++++ Page excerpt ++++

Edited by Neil Lunt, Daniel Horsfall and Johanna Hanefeld
Chapter 8: The economics of health and medical tourism
The old medical tourism was South to North. It was the sultans and the sheikhs who could afford trips to the Mayo Clinic and Harley Street. The new medical tourist is global: not just from poor countries to rich countries but South to South and North to South as well. Comparative advantage, rising incomes, rising expectations, the ageing population, long waits, budget flights, differences in provision, the opportunity to combine medical care with recreational tourism are all drivers in the globalization of medical services. This chapter concentrates on three particular advantages for the international patient: price, quality and product differentiation. Price can be lower and labour often cheaper even if technical equipment has to be bought at world prices. Quality is assured by certifying bodies like Joint Commission International (JCI) and by professional training in respected medical schools. Product differentiation can take the form of traditional Chinese medicine in Beijing or Ayurveda in India, but also experimental drugs and commercial transplants. The new middle classes benefit from a greater range of choices, not least in elective areas such as cosmetic surgery and dentistry. The poor do not benefit directly, although indirectly they may enjoy spillovers such as employment, tax-funded welfare and cross-subsidization of services for the home population. The chapter concludes that, suitably managed, medical tourism can stimulate a regional and even a national multiplier that delivers a plus-sum gain through economic growth.

++++ Given information ++++

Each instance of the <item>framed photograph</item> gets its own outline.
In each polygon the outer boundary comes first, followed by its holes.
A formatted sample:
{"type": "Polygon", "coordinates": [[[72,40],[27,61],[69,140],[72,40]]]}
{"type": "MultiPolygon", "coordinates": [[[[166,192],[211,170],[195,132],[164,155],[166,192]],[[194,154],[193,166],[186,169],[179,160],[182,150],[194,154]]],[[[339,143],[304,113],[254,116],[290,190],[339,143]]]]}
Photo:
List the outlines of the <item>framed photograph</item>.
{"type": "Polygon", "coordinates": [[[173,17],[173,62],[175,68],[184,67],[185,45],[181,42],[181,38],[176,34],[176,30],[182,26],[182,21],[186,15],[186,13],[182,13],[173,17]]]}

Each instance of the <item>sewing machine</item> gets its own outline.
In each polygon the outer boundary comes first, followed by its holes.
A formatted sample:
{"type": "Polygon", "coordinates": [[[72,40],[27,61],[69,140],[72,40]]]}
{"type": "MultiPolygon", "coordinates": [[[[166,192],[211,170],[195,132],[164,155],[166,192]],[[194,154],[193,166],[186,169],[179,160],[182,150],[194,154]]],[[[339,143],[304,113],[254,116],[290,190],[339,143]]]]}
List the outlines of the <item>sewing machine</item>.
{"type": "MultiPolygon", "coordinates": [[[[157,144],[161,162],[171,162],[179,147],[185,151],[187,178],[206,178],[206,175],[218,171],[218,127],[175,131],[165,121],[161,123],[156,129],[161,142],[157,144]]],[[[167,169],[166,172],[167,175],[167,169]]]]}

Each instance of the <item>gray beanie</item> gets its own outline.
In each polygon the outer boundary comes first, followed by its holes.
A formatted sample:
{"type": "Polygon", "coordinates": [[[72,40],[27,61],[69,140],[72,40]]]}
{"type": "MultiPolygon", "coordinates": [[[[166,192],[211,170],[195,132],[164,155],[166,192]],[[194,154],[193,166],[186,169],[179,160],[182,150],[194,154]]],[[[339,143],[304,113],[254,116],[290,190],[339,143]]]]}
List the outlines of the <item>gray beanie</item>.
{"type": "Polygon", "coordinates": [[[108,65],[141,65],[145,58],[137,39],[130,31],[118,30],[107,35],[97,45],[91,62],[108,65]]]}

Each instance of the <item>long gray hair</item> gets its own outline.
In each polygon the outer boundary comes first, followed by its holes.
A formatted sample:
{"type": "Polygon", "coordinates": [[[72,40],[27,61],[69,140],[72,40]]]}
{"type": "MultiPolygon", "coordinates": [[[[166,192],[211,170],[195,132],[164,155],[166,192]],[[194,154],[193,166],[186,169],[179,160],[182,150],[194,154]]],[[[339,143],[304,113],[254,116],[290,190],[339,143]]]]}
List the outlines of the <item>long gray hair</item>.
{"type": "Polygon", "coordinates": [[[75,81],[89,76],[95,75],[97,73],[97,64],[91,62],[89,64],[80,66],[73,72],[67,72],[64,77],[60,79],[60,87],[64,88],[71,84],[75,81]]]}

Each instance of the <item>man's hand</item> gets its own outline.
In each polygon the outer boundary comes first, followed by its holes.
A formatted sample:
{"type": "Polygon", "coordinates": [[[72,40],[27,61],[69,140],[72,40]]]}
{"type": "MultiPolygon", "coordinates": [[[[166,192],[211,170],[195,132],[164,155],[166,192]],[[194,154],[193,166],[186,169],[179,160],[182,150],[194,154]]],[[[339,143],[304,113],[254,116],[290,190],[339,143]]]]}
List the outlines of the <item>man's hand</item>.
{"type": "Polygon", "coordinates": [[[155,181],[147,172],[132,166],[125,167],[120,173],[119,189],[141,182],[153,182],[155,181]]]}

++++

Things to do:
1 - Rewrite the paragraph of the medical tourism excerpt that begins "The old medical tourism was South to North" as a bulleted list, keeping its main facts.
2 - Answer these questions using the medical tourism excerpt:
(a) What is the chapter number?
(b) Which certifying body is named as assuring quality?
(c) Who edited the volume?
3 - Decide whether each statement agrees with the medical tourism excerpt:
(a) The poor benefit directly from medical tourism.
(b) Ayurveda in India is given as a form of product differentiation.
(c) The old medical tourism ran from North to South.

Solutions in order:
1 -
- Old medical tourism ran South to North. Sultans and sheikhs could afford trips to the Mayo Clinic and Harley Street.
- New medical tourism is global. It runs from poor countries to rich ones, and also South to South and North to South.
- Its drivers include:
  - comparative advantage
  - rising incomes and expectations
  - the ageing population
  - long waits
  - budget flights
  - differences in provision
  - the chance to combine medical care with recreational tourism
- The chapter focuses on three advantages for international patients:
  - **Price:** It can be lower, and labor is often cheaper, even if technical equipment is bought at world prices.
  - **Quality:** Certifying bodies such as Joint Commission International (JCI) and training in respected medical schools assure it.
  - **Product differentiation:** Options include traditional Chinese medicine in Beijing, Ayurveda in India, experimental drugs and commercial transplants.
- The new middle classes gain a greater range of choices, especially in elective areas such as cosmetic surgery and dentistry.
- The poor do not benefit directly. They may gain indirectly through spillovers such as employment, tax-funded welfare and cross-subsidized services for the home population.
- The chapter concludes that, suitably managed, medical tourism can stimulate a regional or even national multiplier that delivers a plus-sum gain through economic growth.

2 -
(a) 8
(b) Joint Commission International (JCI)
(c) Neil Lunt, Daniel Horsfall and Johanna Hanefeld

3 -
(a) No: "The poor do not benefit directly"
(b) Yes: "Product differentiation can take the form of traditional Chinese medicine in Beijing or Ayurveda in India"
(c) No: "The old medical tourism was South to North."